**EXTRAIT:**
········

SLU : C’est un besoin ou une envie d’utiliser les projecteurs à LED ?

DV : Il faut reconnaître qu’ils ont beaucoup évolué donc ça devient vraiment intéressant. Pour éviter les surcharges de poids dans les ponts, les surcharges de consommation, c’est quand même assez pratique

SLU : Quelles sont les autres sources de ton kit ?

DV : Des Wildsun 500 aussi dans les ponts, les incontournables MAC 2000 wash XB, VL 3000 Spot et VL 3500 Spot, des Beam 1500 Clay Paky à contre au sol mais je vais peut-être les bouger. Ca marche vraiment bien. On a aussi beaucoup de projecteurs traditionnels, des découpes et des rampes de PAR 64 et des découpes ETC. Il y a par exemple la passerelle sur laquelle on est vraiment à bout portant quand les acteurs sont dessus et on a placé à cet endroit toute une rampe de PAR en faisceau large. On a aussi quatre grosses lanternes à LED Ayrton Icecolor 500, deux à cour et deux à jardin pour prendre le décor et des CP 400 qui éclairent une toile peinte. Il n’y a que le blanc qui éclaire par transparence et le CP 400 le fait très bien.

········

**DONNÉES FOURNIES:**

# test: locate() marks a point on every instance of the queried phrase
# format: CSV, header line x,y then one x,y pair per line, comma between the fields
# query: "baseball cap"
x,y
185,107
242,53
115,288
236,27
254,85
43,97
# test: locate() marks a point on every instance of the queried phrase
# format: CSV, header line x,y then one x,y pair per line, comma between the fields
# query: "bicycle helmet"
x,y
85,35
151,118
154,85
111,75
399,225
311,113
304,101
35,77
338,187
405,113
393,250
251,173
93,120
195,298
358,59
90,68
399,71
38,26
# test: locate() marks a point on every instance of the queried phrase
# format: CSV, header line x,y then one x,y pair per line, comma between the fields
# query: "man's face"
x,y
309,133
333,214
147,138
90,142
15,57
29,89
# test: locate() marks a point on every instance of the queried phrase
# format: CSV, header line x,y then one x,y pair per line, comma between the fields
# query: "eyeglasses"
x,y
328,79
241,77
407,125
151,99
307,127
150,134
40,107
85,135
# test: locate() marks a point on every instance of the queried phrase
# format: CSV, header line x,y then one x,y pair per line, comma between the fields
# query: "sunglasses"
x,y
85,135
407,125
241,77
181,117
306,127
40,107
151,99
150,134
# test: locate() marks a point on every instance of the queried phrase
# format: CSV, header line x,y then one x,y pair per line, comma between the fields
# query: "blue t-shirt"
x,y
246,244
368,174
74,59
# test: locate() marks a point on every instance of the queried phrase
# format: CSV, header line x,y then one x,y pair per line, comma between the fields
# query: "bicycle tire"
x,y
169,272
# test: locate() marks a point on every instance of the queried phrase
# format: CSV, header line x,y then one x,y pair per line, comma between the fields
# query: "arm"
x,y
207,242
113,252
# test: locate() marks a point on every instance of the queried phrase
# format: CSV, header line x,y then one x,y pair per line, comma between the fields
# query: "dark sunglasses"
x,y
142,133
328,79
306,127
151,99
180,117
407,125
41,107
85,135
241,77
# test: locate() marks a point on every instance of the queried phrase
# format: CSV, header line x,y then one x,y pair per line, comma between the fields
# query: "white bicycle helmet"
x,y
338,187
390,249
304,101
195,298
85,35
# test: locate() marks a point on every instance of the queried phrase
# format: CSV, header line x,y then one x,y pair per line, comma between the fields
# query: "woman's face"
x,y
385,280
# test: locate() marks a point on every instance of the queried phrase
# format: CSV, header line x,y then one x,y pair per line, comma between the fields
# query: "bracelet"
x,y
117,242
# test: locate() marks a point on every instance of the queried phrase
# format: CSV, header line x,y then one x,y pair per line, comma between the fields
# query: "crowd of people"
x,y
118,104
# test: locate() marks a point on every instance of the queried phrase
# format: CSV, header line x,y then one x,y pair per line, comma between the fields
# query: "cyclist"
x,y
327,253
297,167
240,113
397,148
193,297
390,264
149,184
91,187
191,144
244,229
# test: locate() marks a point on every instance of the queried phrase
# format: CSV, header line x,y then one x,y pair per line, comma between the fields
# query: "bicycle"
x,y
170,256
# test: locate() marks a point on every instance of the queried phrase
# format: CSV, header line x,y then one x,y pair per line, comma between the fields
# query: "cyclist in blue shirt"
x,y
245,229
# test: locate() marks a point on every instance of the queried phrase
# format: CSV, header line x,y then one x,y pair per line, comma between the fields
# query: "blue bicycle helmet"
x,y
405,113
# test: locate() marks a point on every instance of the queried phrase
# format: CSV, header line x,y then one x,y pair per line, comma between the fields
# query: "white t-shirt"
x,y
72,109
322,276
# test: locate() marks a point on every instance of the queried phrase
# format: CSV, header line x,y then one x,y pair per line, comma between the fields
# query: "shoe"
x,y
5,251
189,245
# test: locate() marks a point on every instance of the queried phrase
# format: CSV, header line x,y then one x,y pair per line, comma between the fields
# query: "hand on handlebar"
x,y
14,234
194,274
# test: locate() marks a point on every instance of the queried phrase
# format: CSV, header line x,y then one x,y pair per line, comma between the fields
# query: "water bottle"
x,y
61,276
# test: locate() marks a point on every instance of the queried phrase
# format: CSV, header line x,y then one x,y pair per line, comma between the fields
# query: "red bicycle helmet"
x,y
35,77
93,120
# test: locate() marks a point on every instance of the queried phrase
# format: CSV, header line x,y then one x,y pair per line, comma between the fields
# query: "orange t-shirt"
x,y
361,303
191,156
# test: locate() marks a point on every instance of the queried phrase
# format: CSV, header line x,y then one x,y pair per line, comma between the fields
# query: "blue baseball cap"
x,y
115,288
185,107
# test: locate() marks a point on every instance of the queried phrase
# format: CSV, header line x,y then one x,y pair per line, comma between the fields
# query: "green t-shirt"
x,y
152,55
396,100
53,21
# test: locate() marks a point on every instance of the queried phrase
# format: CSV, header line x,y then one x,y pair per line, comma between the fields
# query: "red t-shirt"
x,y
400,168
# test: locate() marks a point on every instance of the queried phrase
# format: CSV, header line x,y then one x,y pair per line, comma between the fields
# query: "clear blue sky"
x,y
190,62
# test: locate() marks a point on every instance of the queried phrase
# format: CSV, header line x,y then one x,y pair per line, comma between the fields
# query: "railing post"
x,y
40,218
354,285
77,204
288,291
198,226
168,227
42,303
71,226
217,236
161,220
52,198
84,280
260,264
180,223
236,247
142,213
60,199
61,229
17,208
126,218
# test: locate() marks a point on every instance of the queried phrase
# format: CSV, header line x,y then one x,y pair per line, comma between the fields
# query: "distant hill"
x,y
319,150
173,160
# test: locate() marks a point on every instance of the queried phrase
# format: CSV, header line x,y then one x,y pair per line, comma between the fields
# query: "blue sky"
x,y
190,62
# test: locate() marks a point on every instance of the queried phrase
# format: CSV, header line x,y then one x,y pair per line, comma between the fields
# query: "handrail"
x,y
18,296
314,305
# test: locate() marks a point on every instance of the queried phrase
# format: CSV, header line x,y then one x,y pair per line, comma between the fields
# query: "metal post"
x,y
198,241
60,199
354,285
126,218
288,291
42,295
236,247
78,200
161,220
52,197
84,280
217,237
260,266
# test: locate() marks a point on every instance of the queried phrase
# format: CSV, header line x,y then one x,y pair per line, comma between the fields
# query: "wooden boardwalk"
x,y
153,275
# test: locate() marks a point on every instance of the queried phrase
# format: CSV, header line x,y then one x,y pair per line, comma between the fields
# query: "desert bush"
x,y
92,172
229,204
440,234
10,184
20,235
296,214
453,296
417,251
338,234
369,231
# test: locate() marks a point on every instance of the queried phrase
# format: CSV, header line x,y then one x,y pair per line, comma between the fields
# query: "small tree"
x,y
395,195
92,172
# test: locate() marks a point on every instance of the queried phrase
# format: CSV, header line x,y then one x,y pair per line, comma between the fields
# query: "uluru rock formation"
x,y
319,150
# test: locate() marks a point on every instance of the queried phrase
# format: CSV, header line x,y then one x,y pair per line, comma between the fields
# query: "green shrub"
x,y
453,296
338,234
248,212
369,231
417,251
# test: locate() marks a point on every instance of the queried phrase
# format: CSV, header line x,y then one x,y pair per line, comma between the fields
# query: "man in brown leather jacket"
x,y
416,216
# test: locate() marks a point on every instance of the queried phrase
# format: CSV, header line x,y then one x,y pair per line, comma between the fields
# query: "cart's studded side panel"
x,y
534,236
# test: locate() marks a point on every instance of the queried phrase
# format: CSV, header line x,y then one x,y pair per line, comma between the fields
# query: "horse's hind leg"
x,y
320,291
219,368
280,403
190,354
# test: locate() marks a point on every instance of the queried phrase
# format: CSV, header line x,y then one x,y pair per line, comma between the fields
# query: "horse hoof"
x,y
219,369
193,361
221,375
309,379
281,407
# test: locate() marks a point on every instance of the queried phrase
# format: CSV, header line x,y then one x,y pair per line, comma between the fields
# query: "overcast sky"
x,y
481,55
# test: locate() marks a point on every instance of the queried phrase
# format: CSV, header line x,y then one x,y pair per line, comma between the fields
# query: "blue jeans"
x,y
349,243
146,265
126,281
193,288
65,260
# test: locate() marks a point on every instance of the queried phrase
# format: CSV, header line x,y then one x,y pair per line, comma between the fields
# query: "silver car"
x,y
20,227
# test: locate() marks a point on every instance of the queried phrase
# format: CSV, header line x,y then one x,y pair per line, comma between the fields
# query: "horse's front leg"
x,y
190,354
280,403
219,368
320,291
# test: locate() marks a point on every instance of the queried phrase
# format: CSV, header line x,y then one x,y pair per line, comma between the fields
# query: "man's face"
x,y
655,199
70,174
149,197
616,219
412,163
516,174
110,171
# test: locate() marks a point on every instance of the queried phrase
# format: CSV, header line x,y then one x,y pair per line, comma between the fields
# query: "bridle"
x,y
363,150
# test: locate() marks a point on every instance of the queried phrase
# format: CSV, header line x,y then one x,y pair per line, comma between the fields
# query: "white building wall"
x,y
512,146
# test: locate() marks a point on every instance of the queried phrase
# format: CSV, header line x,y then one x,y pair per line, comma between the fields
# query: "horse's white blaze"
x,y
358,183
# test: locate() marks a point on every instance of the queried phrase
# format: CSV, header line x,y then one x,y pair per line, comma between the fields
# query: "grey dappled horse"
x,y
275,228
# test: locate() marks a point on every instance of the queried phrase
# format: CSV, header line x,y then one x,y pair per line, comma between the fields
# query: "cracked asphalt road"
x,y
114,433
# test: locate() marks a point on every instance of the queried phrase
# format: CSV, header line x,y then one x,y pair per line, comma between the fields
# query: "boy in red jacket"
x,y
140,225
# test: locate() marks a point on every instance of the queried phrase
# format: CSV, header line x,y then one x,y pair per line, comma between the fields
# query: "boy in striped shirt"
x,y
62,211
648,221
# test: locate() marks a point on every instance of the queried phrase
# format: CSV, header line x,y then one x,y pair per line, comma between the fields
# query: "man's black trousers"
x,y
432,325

········

**EXERCICE PROPOSÉ 1:** D'après l'extrait, quels projecteurs éclairent la toile peinte ?
**EXERCICE PROPOSÉ 2:** Relevez chaque ligne des entrées où figure le mot « jacket », en tenant compte de la casse.
L'extrait et les entrées n'ont aucun lien entre eux.

**RÉPONSE COMPLÈTE 1:** Des CP 400.

**RÉPONSE COMPLÈTE 2:**
# query: "man in brown leather jacket"
# query: "boy in red jacket"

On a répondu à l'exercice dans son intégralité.